• **EXCERPTED PASSAGE**:
Segment Open

The 2001-2002 season had been an ugly, exhilarating, frightening, intoxicating one of violent disorder as Millwall pushed for its first promotion to the Premiership. At the play-off semifinal against Birmingham City on May 2, everything came to a head. A riot was triggered, next to which the beatings, slashings and glassings of earlier in the season felt like child’s play.
Outside the ground, a car had been set alight. Its black smoke, thickened by bottles, stones and bricks, had turned grey under the beam of the police helicopter searchlight, enveloping the 800-strong mob that charged repeatedly beneath it like theatrical dry ice. Their target was a line of riot police, assembled to protect the victorious Birmingham fans, among them 200 of their notorious Zulu firm, who were as keen as us to get it on. Had they done so, there would have been fatalities. In 40 years of watching football, I had never experienced an atmosphere so sinister. Behind me, higher up on Ilderton Road, a second front was developing. The Old Bill began lashing out ferociously at us with extendable truncheons. One split open the bald head of a middle-aged man standing next to me. Blood streamed from the wound down his face, blinding him. Some backed off. I stood, shouting, “Stand Millwall! Stand!” our rallying cry in the face of all opposition. For 30 years I had sought out and enjoyed situations like this. I knew not to turn my back. Confrontation carried risks, but that was part of the buzz, the fizz of the adrenaline rush. And then there was the camaraderie; the drinking together beforehand, the story-telling after.
I was 12 when the bug first bit me, in 1971. Josie, a Chelsea fan, had stood me up on a date at the school gate, so I went to the game without her. It was Peter Bonetti’s testimonial against Standard Liege, nothing of consequence, but the famous Shed was out in force. Fireworks flew through the air. Some exploded in front of my face. Skinheads in pleated, white Ben Sherman shirts, two-tone tonic trousers, braces and Doc Martens cascaded down the terrace, singing:
“Knees up, Mother Brown! Knees up, Mother Brown!

Segment Closed

• **EXTRACTED RECORDS**:
Segment Open

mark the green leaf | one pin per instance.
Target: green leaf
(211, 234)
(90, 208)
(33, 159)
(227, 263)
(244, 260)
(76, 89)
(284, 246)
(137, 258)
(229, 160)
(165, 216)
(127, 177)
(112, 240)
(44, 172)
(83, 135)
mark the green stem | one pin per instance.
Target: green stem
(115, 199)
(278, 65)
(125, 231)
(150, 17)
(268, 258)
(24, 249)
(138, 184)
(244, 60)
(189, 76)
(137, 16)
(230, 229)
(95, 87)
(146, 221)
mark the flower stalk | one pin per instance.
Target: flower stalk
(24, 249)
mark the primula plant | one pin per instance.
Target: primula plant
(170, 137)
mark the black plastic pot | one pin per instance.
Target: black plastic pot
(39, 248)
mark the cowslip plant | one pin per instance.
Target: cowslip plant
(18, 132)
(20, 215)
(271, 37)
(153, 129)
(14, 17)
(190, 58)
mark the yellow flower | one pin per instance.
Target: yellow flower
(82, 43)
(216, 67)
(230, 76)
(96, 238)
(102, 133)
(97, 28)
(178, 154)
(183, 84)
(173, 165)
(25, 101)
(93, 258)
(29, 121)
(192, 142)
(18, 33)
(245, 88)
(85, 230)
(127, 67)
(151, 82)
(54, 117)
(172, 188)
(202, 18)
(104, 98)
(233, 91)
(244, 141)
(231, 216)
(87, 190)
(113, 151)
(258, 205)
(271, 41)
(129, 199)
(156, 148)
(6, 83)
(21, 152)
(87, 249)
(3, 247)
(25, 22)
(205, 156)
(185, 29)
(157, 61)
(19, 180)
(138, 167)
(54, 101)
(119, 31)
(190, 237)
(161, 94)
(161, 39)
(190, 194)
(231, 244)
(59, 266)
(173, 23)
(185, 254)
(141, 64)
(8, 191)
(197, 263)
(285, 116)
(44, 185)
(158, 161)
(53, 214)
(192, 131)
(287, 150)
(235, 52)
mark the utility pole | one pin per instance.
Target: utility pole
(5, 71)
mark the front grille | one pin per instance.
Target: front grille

Segment Closed

• **EXERCISE SET**:
1. In the Millwall passage, copy the stretch from "I was 12 when" through "Brown! Knees up, Mother Brown!".
2. Why, according to the Millwall passage, had a line of riot police been assembled outside the ground?

• **ANSWERS BY TASK**:
1.
I was 12 when the bug first bit me, in 1971. Josie, a Chelsea fan, had stood me up on a date at the school gate, so I went to the game without her. It was Peter Bonetti’s testimonial against Standard Liege, nothing of consequence, but the famous Shed was out in force. Fireworks flew through the air. Some exploded in front of my face. Skinheads in pleated, white Ben Sherman shirts, two-tone tonic trousers, braces and Doc Martens cascaded down the terrace, singing:
“Knees up, Mother Brown! Knees up, Mother Brown!

2. The riot police were there to protect the victorious Birmingham fans. Among those fans were 200 of their notorious Zulu firm, who were as keen as the Millwall mob to fight.